Given passage:

In your File Manager/Explorer save it in the folder you specify in the settings of CodeScript Toolkit you need to install and enable.

  • You can find some info on how to do this in the top part of the guide I share here.

That plugin will handle running the script.


Transcript Summary Cleanup Script – Quick Guide

What does this do?
This script fixes up messy transcript summaries in your Obsidian notes, especially those with time-stamped links to YouTube, Rumble or Videa videos.

1. Fixes Broken Timestamp Links

Ever see stuff like this in your notes?

[01:23](]

or

[01:23]

instead of a proper clickable link?

This script:

  • Fixes broken links like [01:23](] and turns them into real links.
  • Finds orphan timestamps like [01:23] and makes them clickable, using the video link from your source: line at the top of the note.

2. Makes All Timestamps Clickable

If you set up WebClipper in the first post as I showed, you will have a source property value with a URL, which is what this script will use to rebuild the orphaned links. No need to re-prompt AI for this, as this is easy computing.

source: https://www.youtube.com/watch?v=abc123

and a bunch of [01:23] stamps with no actual links, the script will turn them into:

[01:23](https://www.youtube.com/watch?v=abc123&t=83)

It works for YouTube, Rumble and Videa (didn’t test this last one though).


3. Fixes Displayed Timestamps

If you have a link like:

[01:23](https://www.youtube.com/watch?v=abc123&t=99)

Problems to solve:
**A.** According to the transcript cleanup guide, why is there no need to prompt AI again to rebuild orphaned timestamp links? Answer in one to three sentences.
**B.** Set out the records as a Markdown table with the columns "Row" and "Record line". Give each non-blank line of the records its own numbered row, and leave the pictures out of the answer.

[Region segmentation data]
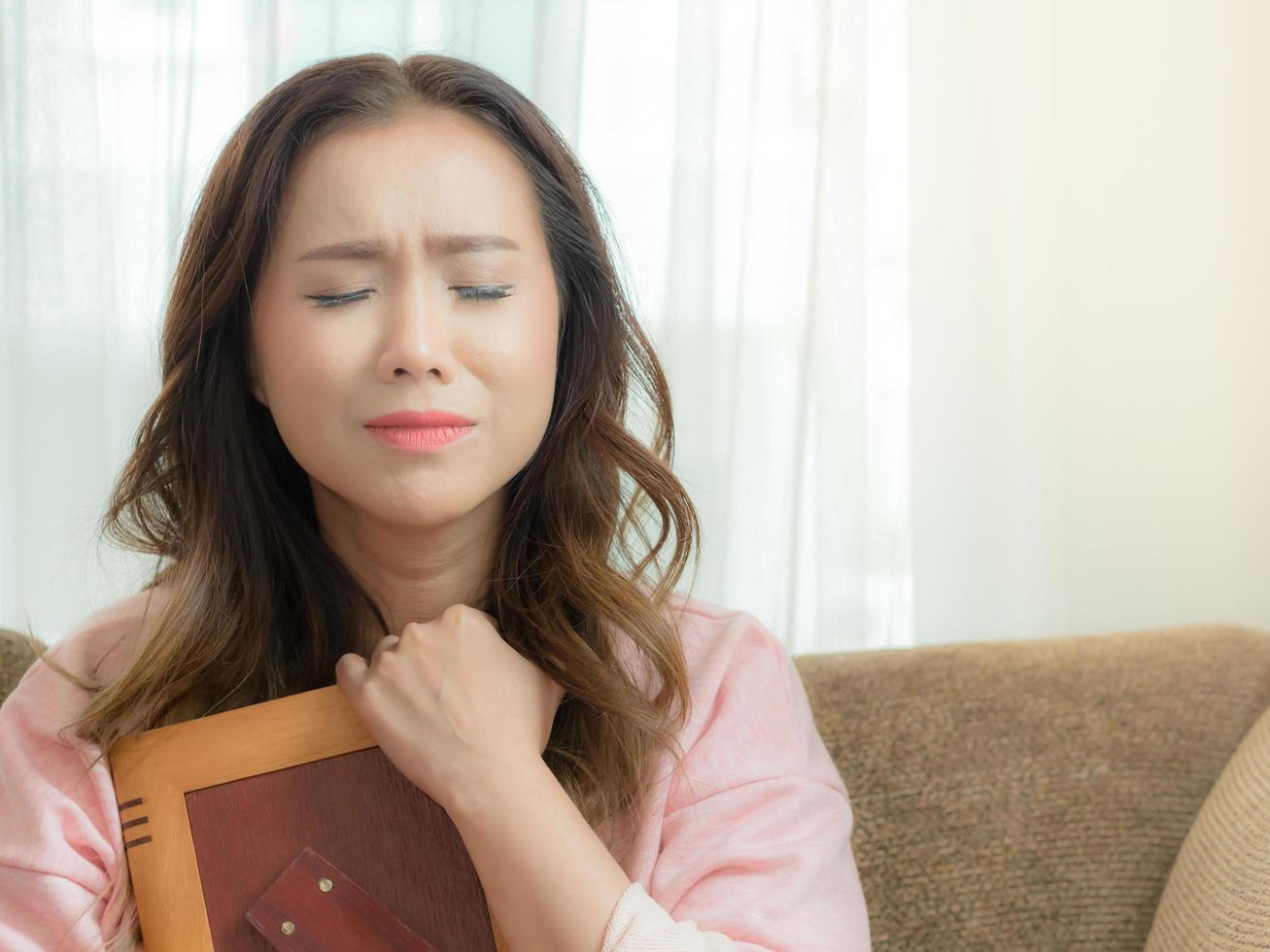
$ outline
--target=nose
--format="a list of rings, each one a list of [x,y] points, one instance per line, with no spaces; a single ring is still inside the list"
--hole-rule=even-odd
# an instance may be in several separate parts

Completed exercise:
**A.** Rebuilding those links is easy computing. If WebClipper was set up as shown in the first post, the note has a source property value with a URL, and the script uses that URL to turn orphan timestamps into clickable links.

**B.**
| Row | Record line |
|---|---|
| 1 | $ outline |
| 2 | --target=nose |
| 3 | --format="a list of rings, each one a list of [x,y] points, one instance per line, with no spaces; a single ring is still inside the list" |
| 4 | --hole-rule=even-odd |
| 5 | # an instance may be in several separate parts |